> [記事]
################

図書館デザインのコンセプトは荒尾干潟であり、特に児童書エリアは床面も天井も水色で統一されています。オリジナルデザインの書架、ヨギボーのクッション、洞窟のようなおはなしの部屋など、楽しげな児童書エリアには目を見張ります。
来館者数は旧館時代の2019年度が約4万人、新館開館後の10か月が約25万人。貸出冊数は旧館時代の2019年度が約10万冊、新館開館後の10か月が約19万冊。新館効果でどの年代の貸出冊数も劇的に増えていますが、未就学児・小学生とその親世代、中学生・高校生・大学生の増え方が顕著です。
(写真)児童書の書架。
2.3 図書館の郷土資料
荒尾市には郷土資料館がないため、図書館の郷土資料コーナーに遺跡の出土品などが展示されています。郷土資料コーナーの別置資料としては「宮崎兄弟・宮崎家」「荒尾干潟」「海達公子」などがあり、ヒロシの本もありました。
(写真)郷土資料コーナー。
(写真)宮崎兄弟に関する別置資料。
旧館時代には書庫にしまい込まれていただろう資料もありました。初めて訪れる図書館ではよく昭和20~40年代の市勢要覧を閲覧しますが、『荒尾年鑑 昭和29年版』は開架にありました。この文献には1954年(昭和29年)当時の荒尾市にあった多数の映画館の広告が掲載されています。
(左)「荒尾の劇場回顧」が掲載された『歴史玉名』第17号。(右)『荒尾年鑑 昭和29年版』荒尾市、1954年。
(写真)『荒尾年鑑 昭和29年版』荒尾市、1954年に掲載された映画館の広告。(左)荒尾名画座。(中)有明映画劇場。(右)一丸館。

################

> [課題の内容]
荒尾市の図書館を紹介した記事から、「2.3 図書館の郷土資料」を含む語句で始まり「有明映画劇場。(右)一丸館。」で終わる部分を、一字も変えずにもう一度書き出してください。 次の記録は、この記事とは別の出典から集めたものです。

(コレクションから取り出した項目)

################

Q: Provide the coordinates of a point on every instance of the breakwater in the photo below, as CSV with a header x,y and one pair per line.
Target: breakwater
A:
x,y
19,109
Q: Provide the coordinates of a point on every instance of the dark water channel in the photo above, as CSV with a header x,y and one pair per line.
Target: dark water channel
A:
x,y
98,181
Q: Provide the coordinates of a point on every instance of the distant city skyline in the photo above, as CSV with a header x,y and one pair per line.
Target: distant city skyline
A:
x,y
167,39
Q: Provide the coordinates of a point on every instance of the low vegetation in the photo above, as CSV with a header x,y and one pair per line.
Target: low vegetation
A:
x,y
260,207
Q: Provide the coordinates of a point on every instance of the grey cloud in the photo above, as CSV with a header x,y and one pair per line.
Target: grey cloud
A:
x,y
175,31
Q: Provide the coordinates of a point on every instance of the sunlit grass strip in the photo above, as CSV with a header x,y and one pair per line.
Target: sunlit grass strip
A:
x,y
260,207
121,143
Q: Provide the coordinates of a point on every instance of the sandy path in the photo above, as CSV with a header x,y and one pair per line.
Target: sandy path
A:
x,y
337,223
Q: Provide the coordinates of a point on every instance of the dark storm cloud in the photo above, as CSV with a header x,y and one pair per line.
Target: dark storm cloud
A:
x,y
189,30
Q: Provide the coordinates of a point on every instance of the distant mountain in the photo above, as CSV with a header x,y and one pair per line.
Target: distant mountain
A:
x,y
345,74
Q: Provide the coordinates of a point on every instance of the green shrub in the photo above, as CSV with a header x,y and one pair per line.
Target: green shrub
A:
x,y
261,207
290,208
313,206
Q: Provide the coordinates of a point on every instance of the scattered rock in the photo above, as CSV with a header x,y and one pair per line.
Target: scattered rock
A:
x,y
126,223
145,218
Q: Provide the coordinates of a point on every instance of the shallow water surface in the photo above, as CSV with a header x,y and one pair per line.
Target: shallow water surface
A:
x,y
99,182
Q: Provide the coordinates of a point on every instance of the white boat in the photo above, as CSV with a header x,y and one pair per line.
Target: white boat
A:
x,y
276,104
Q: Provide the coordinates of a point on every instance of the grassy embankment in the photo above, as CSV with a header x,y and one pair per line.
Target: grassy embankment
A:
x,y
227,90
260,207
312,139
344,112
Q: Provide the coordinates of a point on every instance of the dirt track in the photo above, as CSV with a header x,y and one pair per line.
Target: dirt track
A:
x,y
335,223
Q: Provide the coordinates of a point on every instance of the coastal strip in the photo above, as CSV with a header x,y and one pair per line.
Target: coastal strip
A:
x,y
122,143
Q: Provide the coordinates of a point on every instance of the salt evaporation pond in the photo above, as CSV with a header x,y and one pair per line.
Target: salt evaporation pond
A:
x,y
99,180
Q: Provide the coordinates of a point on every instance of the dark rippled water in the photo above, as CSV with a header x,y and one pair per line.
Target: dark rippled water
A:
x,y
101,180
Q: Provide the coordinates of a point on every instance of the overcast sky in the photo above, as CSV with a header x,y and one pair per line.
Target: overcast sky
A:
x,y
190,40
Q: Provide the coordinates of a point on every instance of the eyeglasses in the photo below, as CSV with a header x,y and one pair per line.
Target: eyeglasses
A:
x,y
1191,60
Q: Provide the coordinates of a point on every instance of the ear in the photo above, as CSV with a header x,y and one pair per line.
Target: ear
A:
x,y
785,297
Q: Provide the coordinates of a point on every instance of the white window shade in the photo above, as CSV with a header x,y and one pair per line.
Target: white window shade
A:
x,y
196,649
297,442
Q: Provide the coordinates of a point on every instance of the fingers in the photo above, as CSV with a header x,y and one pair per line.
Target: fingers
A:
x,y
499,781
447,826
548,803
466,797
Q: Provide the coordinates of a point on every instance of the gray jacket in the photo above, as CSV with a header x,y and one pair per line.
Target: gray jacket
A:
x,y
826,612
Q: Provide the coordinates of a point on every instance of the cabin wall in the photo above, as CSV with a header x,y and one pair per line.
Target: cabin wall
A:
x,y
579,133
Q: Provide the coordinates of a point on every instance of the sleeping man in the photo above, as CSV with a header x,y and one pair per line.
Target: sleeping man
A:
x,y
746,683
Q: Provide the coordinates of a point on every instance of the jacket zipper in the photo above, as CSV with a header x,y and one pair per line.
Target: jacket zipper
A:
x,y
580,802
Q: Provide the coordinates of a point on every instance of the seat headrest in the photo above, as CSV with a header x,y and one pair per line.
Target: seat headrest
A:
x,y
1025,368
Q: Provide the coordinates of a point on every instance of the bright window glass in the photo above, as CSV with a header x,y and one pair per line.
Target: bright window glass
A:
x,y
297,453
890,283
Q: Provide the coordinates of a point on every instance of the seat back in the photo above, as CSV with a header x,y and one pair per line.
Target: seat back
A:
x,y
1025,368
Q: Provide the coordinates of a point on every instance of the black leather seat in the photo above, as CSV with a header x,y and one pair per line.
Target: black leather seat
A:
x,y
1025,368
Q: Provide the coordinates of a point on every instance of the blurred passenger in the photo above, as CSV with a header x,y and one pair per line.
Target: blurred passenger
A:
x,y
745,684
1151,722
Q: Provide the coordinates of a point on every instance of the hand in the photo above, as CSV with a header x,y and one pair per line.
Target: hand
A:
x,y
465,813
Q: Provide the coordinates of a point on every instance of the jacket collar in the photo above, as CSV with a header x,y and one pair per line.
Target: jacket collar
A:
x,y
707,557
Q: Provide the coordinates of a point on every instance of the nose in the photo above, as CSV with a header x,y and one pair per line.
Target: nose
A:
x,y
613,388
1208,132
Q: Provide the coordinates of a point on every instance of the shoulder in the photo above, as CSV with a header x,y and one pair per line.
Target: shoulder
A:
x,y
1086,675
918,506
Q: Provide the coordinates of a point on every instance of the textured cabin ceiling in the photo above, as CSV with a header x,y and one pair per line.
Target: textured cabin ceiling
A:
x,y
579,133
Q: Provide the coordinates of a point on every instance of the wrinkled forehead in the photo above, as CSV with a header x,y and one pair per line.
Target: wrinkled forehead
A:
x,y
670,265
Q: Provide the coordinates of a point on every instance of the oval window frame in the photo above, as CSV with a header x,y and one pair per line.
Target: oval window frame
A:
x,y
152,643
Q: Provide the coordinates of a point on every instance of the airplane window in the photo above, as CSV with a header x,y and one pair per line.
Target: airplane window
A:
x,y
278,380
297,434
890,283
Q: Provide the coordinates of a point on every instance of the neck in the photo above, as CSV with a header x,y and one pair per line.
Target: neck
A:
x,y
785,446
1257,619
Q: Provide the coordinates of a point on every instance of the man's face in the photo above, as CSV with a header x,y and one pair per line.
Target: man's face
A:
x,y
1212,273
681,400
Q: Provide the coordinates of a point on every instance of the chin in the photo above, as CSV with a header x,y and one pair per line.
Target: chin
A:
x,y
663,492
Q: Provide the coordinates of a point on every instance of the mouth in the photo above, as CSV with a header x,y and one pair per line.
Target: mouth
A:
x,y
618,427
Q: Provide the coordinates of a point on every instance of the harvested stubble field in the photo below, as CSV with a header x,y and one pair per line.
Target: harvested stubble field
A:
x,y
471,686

################

> [解答]
2.3 図書館の郷土資料
荒尾市には郷土資料館がないため、図書館の郷土資料コーナーに遺跡の出土品などが展示されています。郷土資料コーナーの別置資料としては「宮崎兄弟・宮崎家」「荒尾干潟」「海達公子」などがあり、ヒロシの本もありました。
(写真)郷土資料コーナー。
(写真)宮崎兄弟に関する別置資料。
旧館時代には書庫にしまい込まれていただろう資料もありました。初めて訪れる図書館ではよく昭和20~40年代の市勢要覧を閲覧しますが、『荒尾年鑑 昭和29年版』は開架にありました。この文献には1954年(昭和29年)当時の荒尾市にあった多数の映画館の広告が掲載されています。
(左)「荒尾の劇場回顧」が掲載された『歴史玉名』第17号。(右)『荒尾年鑑 昭和29年版』荒尾市、1954年。
(写真)『荒尾年鑑 昭和29年版』荒尾市、1954年に掲載された映画館の広告。(左)荒尾名画座。(中)有明映画劇場。(右)一丸館。